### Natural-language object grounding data

===

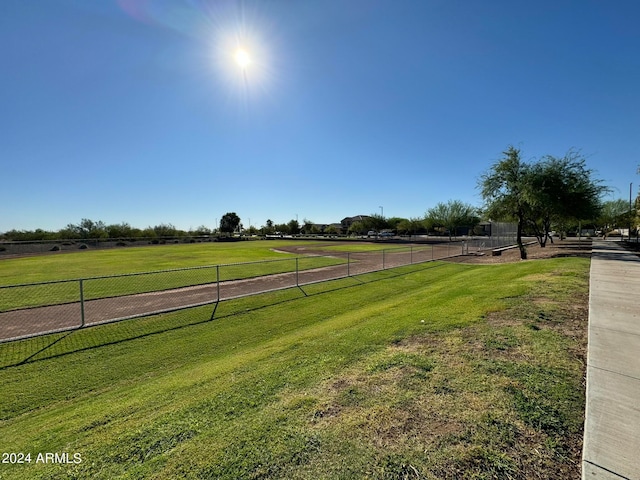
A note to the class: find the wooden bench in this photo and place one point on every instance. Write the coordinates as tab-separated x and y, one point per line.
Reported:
498	251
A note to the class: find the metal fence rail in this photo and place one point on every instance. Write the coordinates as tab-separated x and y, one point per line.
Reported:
30	310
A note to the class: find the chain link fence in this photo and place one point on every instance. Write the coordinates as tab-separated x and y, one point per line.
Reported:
30	310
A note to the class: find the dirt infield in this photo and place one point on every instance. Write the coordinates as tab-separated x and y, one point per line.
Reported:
26	322
34	321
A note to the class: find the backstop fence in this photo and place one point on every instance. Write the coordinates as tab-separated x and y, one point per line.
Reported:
34	309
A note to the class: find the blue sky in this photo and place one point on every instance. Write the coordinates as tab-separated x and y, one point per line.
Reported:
135	111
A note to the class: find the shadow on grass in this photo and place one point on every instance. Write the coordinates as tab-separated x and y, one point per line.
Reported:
91	337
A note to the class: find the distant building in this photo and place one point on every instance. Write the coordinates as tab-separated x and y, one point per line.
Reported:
346	222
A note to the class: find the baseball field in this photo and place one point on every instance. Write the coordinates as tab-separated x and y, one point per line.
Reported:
435	370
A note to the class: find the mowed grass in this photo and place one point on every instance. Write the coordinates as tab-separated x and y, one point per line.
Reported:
238	259
92	263
431	371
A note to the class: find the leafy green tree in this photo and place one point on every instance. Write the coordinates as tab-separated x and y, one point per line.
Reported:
614	214
357	228
376	222
331	230
282	228
229	222
504	188
122	230
294	227
560	190
550	191
165	230
268	229
453	215
410	226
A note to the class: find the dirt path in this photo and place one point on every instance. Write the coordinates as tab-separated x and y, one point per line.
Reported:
40	320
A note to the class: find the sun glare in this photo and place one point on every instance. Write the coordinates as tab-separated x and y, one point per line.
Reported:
242	58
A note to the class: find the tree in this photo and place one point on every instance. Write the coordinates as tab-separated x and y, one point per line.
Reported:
613	214
410	226
294	227
229	222
503	190
560	190
453	215
357	228
550	191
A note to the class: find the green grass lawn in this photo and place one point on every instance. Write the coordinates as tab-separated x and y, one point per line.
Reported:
431	371
238	259
116	261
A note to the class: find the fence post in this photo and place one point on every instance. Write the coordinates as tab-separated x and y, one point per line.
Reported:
218	281
81	303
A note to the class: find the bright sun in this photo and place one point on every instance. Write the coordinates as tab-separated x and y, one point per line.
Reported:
242	58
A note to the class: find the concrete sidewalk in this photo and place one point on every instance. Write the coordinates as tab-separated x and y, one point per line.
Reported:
612	419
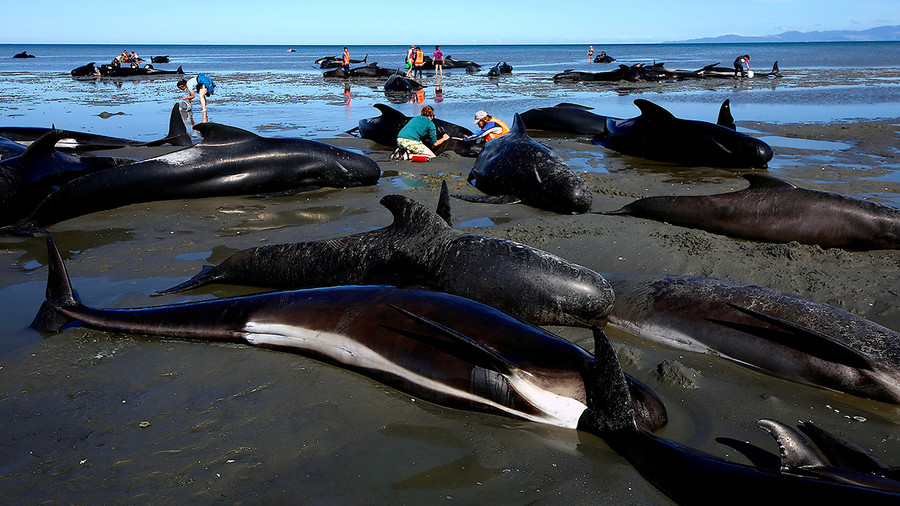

===

### Exercise goal
Copy the data in full. No pictures belong in the copy.

### Solution for this exercise
A note to the class: find the wooden bench in this photo and place one point on every instance. Write the coordinates as tab-separated x and y, one point per line.
Reported:
498	251
A note to the class: find the metal fence rail in this photo and place one point on every instance. Write the coordinates as tab-separated x and y, one point per line.
Reported:
30	310
A note to the class: find the chain link fence in this photo and place one point on every instance. Write the coordinates as tab-separated x and y, one point per line.
Reported:
30	310
A note to the class: find the dirt infield in this photo and place one point on every instance. Write the coordinates as tab-separated x and y, one point per line.
Reported:
26	322
34	321
A note to the class: find the backstop fence in this photo and place one point on every instance. Write the coordinates as tab-separated x and y, one point per line.
Reported:
34	309
A note to the class: find the blue sky in this photo and place one point on every instance. Write the coordinates as tab-separated x and y, one point per line.
Reported:
135	111
A note to the class: find the shadow on grass in this photo and place one point on every instance. Write the coordinates as tab-separated x and y, one point per line.
Reported:
91	337
A note to the class: find the distant building in this photo and place one point on every instance. Write the coordinates as tab-separated x and y, one point per line.
Reported:
346	222
A note to the class: find the baseball field in this photo and place one point on every instance. Write the coordinates as tab-separated x and y, one point per line.
Reported:
435	370
A note to the class: find the mowed grass in this photo and place one point on every instance. Write the coordinates as tab-separated x and y, one point per line.
Reported:
238	259
92	263
431	371
A note to the class: find the leafy green tree in this photo and place one point on every instance. Write the coordinates as tab-separated x and y, one point per line.
Reported:
614	214
357	228
376	222
331	230
282	228
229	222
504	188
122	230
294	227
560	190
550	191
165	230
268	229
453	215
410	226
A note to the class: find the dirt path in this photo and place one point on every instance. Write the coordinates as tab-separated x and y, one point per line.
Reported:
40	320
A note to the class: find the sun glare in this photo and place one point on every instance. Write the coordinates as tab-separated x and y, one point per line.
Reported:
242	58
A note to the class: find the tree in this photo and place one point on every instance. Write the coordinates as tab-separated x and y, one point per line.
Reported:
613	214
410	226
294	227
229	222
503	190
560	190
453	215
357	228
550	191
A note to the class: find the green grass lawn in this photo and place one point on every instance. Write the coordinates as tab-separated x and y, one point per line.
Reported:
431	371
238	259
116	261
A note to the class: find the fence post in this photo and place one point on every instance. Write the coordinates as tab-separated x and y, one point per line.
Reported:
218	281
81	303
A note to the class: find the bright sun in this photo and place one point on every instance. Write the coordinates as tab-separated x and y, one point per line.
Reported:
242	58
A note to the class: find the concrete sidewalk in this photo and place one point on every instance. Write the coordinates as tab-separated x and y, one point per line.
Reported:
612	419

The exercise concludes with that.